--- Task ---
The listing has to be given again in full and exactly.

*-*-*

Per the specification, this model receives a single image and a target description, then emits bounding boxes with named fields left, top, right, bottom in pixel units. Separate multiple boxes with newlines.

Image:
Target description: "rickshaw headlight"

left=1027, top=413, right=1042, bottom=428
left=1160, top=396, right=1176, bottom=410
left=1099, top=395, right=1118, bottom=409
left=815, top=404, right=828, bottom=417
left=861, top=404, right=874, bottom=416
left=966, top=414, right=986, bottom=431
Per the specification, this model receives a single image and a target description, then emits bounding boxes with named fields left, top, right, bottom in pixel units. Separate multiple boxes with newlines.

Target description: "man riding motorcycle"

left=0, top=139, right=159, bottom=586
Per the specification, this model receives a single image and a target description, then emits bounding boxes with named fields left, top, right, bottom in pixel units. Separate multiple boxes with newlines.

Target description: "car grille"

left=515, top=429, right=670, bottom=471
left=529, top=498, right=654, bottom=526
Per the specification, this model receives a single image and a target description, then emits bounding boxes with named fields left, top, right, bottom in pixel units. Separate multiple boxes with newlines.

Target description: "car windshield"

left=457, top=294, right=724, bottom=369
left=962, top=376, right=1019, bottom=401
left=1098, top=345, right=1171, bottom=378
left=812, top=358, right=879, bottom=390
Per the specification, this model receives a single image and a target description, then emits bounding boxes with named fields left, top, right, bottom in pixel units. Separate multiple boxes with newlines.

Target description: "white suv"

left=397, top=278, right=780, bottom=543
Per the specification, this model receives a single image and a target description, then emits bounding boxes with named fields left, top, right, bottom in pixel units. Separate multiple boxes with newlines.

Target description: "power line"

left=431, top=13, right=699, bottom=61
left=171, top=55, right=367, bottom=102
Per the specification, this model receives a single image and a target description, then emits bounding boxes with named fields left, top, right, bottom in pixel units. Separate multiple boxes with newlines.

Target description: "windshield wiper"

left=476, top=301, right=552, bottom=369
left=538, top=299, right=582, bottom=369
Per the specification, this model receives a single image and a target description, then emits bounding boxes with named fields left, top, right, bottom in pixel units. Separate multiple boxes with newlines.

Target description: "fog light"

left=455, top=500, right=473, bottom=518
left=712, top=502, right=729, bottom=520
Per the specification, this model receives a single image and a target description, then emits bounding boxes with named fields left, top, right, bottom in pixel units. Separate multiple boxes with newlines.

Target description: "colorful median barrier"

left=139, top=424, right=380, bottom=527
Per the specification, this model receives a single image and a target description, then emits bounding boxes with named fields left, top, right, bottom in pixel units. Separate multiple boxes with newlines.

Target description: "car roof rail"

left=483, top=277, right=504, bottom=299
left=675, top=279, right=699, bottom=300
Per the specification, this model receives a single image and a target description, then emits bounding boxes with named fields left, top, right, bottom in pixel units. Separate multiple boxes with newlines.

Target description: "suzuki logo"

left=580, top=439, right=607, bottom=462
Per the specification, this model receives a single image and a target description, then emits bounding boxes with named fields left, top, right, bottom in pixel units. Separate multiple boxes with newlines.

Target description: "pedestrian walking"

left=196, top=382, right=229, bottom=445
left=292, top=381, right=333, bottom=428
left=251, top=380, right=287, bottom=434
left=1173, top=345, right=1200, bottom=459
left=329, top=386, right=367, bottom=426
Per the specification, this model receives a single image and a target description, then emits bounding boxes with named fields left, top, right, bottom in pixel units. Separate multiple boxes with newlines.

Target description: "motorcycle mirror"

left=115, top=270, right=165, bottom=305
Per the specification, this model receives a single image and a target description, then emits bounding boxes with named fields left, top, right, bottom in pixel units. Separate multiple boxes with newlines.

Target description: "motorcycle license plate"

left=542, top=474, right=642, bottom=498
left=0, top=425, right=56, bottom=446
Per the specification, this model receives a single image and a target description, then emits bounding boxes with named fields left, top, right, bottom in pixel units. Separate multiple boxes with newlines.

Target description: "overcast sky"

*-*-*

--- Solution to this problem ---
Per the specification, this model receives a single image and a target description, then emits bounding boxes with named fields left, top, right, bottom in pixel units. Separate multiple boxes with newlines.

Image:
Target description: "rickshaw headlight"

left=1027, top=413, right=1042, bottom=428
left=1160, top=396, right=1176, bottom=410
left=1099, top=395, right=1118, bottom=409
left=815, top=404, right=828, bottom=417
left=861, top=404, right=874, bottom=416
left=966, top=414, right=986, bottom=431
Per the specification, this model receives a single image and a target description, then emits bounding boxes with named fields left, top, right, bottom in pixel units. Separate multiple boxes with newlines.

Target description: "man riding motorcycle"

left=0, top=139, right=159, bottom=586
Per the specification, this model receives a single image and a target description, then emits bounding boxes with named fields left, top, right, bottom in pixel units. Separate multiple boxes with newlines.

Target description: "car grille"

left=515, top=429, right=670, bottom=471
left=529, top=498, right=654, bottom=526
Per the specification, this model receives a single image and a target description, then emits bounding boxes with named fields left, top, right, bottom in pixel units. Separate multiple boxes with newlines.

Target description: "car windshield"

left=457, top=294, right=724, bottom=369
left=962, top=376, right=1019, bottom=401
left=1098, top=345, right=1171, bottom=378
left=812, top=358, right=879, bottom=390
Per the specification, this model receives a single image and a target description, then emits bounding boxes with named fields left, top, right, bottom in pixel units. Separate multiple boxes with newlines.

Target description: "white suv"

left=397, top=278, right=780, bottom=543
Per the specification, this model receives a single image and a target description, then emits bounding boxes with named fields left, top, right, bottom in pixel units. Separate multiple boxes with newlines.

Target description: "power line"

left=431, top=13, right=699, bottom=61
left=171, top=55, right=367, bottom=102
Per the specification, this model receives a single image and a target description, then emits bounding boxes with named fields left, top, right, bottom in pixel units. Separate multiple boxes with newlines.

Target description: "windshield wiper"

left=476, top=301, right=552, bottom=369
left=538, top=299, right=582, bottom=369
Per the specification, this model receives a single image and a target description, then emits bounding boxes with named fields left, top, right, bottom in pixel units. Separate multiple boxes with newlines.

Target description: "fog light"

left=455, top=500, right=473, bottom=518
left=712, top=502, right=729, bottom=520
Per the specification, this model receives a single image and a target description, then emits bounding boxes with named fields left, top, right, bottom in pixel units. Separate multiple boxes with newlines.

Target description: "colorful median barrier"

left=139, top=424, right=380, bottom=527
Per the specification, this model receives a single image and a target description, then emits bounding boxes with named fields left, top, right, bottom in pixel units. Separate multiple boxes with newlines.

Target description: "car roof rail"

left=483, top=277, right=504, bottom=299
left=675, top=279, right=699, bottom=300
Per the specification, this model receives a single image and a target description, then emits bounding boxes with named fields left, top, right, bottom in pixel units. Separate multiple boxes with newlines.

Target description: "suzuki logo"

left=580, top=439, right=607, bottom=462
Per the specification, this model receives a single image and a target description, then emits bounding boxes with named fields left, top, right, bottom in pixel units. Separate multiple boxes with newlines.

Target description: "pedestrian walking"

left=196, top=382, right=229, bottom=445
left=292, top=381, right=333, bottom=428
left=251, top=380, right=287, bottom=434
left=1173, top=345, right=1200, bottom=459
left=329, top=386, right=367, bottom=426
Per the specification, this model receives a single image and a target description, then emits bounding boxes with named fields left, top, right, bottom in pixel units. Separate multiple boxes with newlines.

Target description: "motorcycle mirror"

left=115, top=270, right=165, bottom=305
Per the specification, this model receives a single image and a target description, then emits bounding boxes with named fields left, top, right, bottom in pixel units. Separate multiple boxes with newlines.

Target description: "motorcycle license plate"

left=542, top=474, right=642, bottom=498
left=0, top=425, right=56, bottom=446
Per the specification, this model receives a single image and a target description, then emits bounding boxes with named fields left, top, right, bottom in pixel units. Separate multiple boxes with newlines.

Target description: "overcast sky"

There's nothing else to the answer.